◆ **Goal**
Write out the records below again, changing "coastal cliff" to "sea cliff" wherever it appears and keeping everything else the same. Leave out the pictures.
[Start of Record extracts]
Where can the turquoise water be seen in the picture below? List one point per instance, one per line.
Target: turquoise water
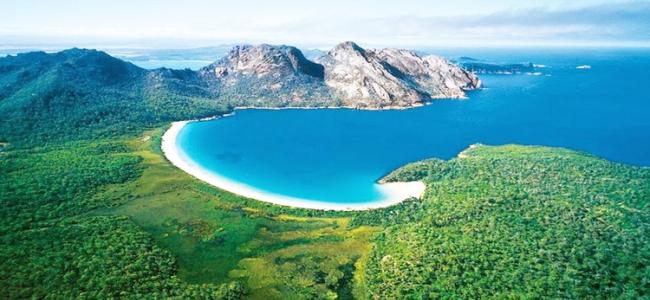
(337, 155)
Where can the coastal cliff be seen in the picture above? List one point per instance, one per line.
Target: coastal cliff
(77, 89)
(347, 75)
(392, 77)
[End of Record extracts]
◆ **Correct output**
Where can the turquoise water be seen in the picture below? List one point per instance, one per line.
Target: turquoise water
(337, 155)
Where can the sea cliff be seen in the picture above? List one point per instance, one per line.
Target: sea cliff
(77, 89)
(347, 75)
(392, 77)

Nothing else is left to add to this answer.